> **Set of tasks**:
(a) In the forum thread on teaching English in Mexico, how many students does the friend in SMA have at his new school?
(b) From the forum thread on teaching English in Mexico, set down word for word the passage starting with "There has been" and going on through "(Jun 17, 2007)".
(c) Resume the forum thread on teaching English in Mexico from the point at which it stops.

** start Extract provided **

# Suggestions for employment/residency



## gummie (Jan 17, 2011)

I am a teacher in the US considering expatriating to Mexico prior to or at retirement. 

I am looking for specific locations that would offer employment for me as an English teacher. 

My plan is to try a few summer sessions in Mexico before I make my final commitment to move. 

I am not interested in big cities but the climate is very important to me. I would like to find a place that has milder summers than what I have been used to in Texas.

Any help or suggestions would be appreciated.

:confused2:


----------



## circle110 (Jul 20, 2009)

Unfortunately, big cities is where you'll find the highest demand for teachers and the best paid work. As for your weather preferences, the entire central altiplano has mild summers. There are lots of not-so-big cities there that might suit your desires and still provide work opportunities.

Have you checked out Dave's ESL cafe? It is a site for ESL teachers and has a ton of info and a specific Mexico section.


----------



## gummie (Jan 17, 2011)

Thanks for the suggestion. I will check out Dave's.


----------



## conklinwh (Dec 19, 2009)

There has been a recent thread on some people that have recently moved to San Luis Potosi to teach. You might want to review that thread and then ask how they did it.


----------



## sparks (Jun 17, 2007)

I have a friend in SMA that just started a English school altho he's done it before in Mexico. He's been at it 4-5 months and has 60-70 students in 3 shifts 4 days a week. He's totally bi-lingual and finds a much larger market teaching English to Mexicans than Spanish to Gringos. The market is big because there are many gringos in SMA ... not because Mexicans want to migrate to the US.

The smaller the town and fewer gringos, the less demand for English. If all you want is a hobby to keep you busy then any town may do. If you aren't bi-lingual then you'll probably need to be employed by a school that can take care of the extras.

** end Extract provided **
** start Data listing **

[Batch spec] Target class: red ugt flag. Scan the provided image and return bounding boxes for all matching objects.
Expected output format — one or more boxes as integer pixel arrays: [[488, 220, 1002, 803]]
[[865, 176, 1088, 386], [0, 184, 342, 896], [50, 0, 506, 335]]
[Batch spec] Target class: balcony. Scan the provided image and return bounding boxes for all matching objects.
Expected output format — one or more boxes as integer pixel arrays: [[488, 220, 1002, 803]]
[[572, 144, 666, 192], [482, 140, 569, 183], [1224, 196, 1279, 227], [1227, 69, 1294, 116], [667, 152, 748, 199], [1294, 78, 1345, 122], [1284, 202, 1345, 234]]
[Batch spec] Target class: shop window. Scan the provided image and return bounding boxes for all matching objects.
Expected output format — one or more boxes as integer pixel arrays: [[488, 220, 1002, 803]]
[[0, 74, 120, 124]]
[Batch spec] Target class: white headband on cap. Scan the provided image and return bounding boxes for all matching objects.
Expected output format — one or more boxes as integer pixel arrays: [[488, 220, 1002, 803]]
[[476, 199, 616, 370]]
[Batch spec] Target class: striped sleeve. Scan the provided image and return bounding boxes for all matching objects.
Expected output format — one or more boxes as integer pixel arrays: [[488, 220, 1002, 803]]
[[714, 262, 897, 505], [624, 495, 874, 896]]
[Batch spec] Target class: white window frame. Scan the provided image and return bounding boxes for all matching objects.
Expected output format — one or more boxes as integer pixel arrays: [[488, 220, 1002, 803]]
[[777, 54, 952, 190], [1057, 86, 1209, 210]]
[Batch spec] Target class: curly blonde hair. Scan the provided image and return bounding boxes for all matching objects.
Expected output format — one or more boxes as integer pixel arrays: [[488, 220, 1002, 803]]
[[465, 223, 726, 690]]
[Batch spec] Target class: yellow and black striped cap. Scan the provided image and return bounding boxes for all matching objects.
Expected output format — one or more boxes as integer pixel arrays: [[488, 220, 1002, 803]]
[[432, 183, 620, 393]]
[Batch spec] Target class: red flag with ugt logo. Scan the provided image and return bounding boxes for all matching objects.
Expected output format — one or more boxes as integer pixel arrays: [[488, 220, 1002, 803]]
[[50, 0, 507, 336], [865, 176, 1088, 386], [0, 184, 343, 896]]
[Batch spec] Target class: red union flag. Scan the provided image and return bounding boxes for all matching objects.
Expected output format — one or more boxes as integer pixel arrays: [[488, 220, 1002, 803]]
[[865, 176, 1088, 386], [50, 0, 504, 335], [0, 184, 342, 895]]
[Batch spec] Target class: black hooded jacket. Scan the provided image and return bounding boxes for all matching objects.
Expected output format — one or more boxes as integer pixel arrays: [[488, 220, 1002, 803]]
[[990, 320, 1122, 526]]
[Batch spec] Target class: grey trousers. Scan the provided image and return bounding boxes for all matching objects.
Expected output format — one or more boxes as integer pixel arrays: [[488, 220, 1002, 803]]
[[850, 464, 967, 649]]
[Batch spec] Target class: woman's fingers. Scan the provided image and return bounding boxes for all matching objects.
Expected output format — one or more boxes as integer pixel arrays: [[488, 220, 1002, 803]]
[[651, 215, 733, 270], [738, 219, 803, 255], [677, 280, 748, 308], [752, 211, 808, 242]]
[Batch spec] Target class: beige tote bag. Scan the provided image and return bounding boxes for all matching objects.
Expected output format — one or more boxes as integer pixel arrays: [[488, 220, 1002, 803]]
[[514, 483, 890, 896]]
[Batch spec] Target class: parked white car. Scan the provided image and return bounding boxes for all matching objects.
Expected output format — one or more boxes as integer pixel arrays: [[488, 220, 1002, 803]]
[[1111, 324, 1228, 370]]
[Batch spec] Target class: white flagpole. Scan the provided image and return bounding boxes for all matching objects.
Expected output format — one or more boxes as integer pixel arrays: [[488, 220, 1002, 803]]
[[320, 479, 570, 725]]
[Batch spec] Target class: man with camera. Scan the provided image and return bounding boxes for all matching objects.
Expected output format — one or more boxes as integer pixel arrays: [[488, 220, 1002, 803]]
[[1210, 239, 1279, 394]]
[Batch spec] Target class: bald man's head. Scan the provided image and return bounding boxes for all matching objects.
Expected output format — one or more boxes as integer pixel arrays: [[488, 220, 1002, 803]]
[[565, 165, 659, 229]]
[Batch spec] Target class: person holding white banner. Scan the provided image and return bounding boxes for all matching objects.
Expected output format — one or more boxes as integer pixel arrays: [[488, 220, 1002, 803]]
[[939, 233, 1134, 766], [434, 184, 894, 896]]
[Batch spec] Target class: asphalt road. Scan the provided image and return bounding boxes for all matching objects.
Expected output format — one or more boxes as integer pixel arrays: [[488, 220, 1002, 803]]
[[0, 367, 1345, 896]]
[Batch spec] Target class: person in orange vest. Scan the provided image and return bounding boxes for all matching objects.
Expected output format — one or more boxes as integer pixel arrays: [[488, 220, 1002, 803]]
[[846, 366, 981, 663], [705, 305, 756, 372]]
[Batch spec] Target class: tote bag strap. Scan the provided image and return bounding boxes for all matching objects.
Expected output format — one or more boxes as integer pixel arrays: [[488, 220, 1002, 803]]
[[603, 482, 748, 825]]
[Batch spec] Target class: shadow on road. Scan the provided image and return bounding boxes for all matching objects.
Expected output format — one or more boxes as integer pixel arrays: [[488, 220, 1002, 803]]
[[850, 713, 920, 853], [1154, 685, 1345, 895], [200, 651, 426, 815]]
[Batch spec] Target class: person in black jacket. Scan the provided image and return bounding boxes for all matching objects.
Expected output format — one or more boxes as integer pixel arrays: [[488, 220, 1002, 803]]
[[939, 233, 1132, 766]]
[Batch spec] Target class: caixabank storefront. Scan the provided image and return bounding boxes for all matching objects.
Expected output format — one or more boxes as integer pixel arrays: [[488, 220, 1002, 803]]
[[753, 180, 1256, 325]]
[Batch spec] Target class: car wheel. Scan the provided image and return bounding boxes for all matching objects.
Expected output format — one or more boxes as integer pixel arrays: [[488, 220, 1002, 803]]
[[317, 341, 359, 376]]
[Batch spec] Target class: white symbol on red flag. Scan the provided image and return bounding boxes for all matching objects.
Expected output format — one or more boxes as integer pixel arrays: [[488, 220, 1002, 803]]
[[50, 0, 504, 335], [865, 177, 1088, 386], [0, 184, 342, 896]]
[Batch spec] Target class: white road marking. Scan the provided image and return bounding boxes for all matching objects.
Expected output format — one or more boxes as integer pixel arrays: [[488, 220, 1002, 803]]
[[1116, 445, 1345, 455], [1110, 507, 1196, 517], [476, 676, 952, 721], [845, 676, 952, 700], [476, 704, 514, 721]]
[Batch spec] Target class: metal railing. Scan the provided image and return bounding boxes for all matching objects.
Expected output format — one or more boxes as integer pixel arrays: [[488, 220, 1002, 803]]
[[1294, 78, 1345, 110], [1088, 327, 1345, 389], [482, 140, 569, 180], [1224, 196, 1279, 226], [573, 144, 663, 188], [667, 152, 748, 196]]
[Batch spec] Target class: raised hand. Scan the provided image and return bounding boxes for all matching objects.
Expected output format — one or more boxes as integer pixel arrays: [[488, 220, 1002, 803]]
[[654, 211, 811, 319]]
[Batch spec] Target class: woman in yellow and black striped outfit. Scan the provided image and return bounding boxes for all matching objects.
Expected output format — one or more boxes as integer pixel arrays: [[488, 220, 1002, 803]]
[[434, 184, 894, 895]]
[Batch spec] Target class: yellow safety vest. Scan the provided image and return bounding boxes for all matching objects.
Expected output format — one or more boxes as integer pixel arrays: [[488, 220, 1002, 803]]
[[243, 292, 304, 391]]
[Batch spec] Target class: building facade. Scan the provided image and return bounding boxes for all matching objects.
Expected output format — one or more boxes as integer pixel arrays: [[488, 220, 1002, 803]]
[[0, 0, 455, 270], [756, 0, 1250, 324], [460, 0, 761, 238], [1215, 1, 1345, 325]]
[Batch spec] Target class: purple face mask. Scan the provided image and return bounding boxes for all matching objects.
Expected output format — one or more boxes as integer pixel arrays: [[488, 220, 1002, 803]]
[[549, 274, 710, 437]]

** end Data listing **

> **Task responses**:
(a) 60 to 70 students, in 3 shifts, 4 days a week.

(b)
There has been a recent thread on some people that have recently moved to San Luis Potosi to teach. You might want to review that thread and then ask how they did it.


----------



## sparks (Jun 17, 2007)

(c)
----------



## RVGRINGO (May 16, 2007)

Remember, you will need the express permission of INM entered on your visa before you can work in Mexico. Your employer can help you with that process.


----------



## TundraGreen (Jul 15, 2010)

sparks said:


> [...]
> The market is big because there are many gringos in SMA ... not because Mexicans want to migrate to the US.
> [...]


Is that true? I think the market for Mexicans learning English is big because it is an international language and wanted by many companies that do business outside of Mexico. I doubt that many Mexicans are learning English so they can speak to foreigners living here. I would find it easier to believe that Mexicans in tourists areas want to learn English to get jobs in the tourist industry. But maybe I don't appreciate how many foreigners live in SMA.


----------



## circle110 (Jul 20, 2009)

I think in big cities English is definitely sought out for the corporate angle. In a tourist place like Cancun it'd be for tourism jobs. In SMA there is probably a certain need because the foreigners don't speak much Spanish ... I was amazed to see how little Spanish folks spoke that had lived there for 10-20 years. I suppose someone has to help them interface with the Spanish-speaking world there. There's probably good money in real estate and some fields like that if you are fluent in both languages.


----------



## gummie (Jan 17, 2011)

My intent is to teach English to students at either secondary or university level. But again, I haven't decided how much call there is for my "talents." I am still working on becoming conversational in Spanish as well.

If I retire right now at 59, I would still need some additional income in order to be comfortable for the long run.


----------



## circle110 (Jul 20, 2009)

Those are the plum jobs and are pretty tough to come by from what I read... limited openings and lots of competition.

I have never heard of a foreign teacher at the secondary level in public schools but certain private schools - especially pricey bilingual ones - do hire foreigners to teach English. The universities also hire foreigners but it's extremely competitive from what I understand. 

If you have a masters and TEFL or CELTA certification it will improve your chances. It sounds like you already have a lot of teaching experience which will help. 


Suerte!


----------



## sparks (Jun 17, 2007)

gummie said:


> My intent is to teach English to students at either secondary or university level. But again, I haven't decided how much call there is for my "talents." I am still working on becoming conversational in Spanish as well.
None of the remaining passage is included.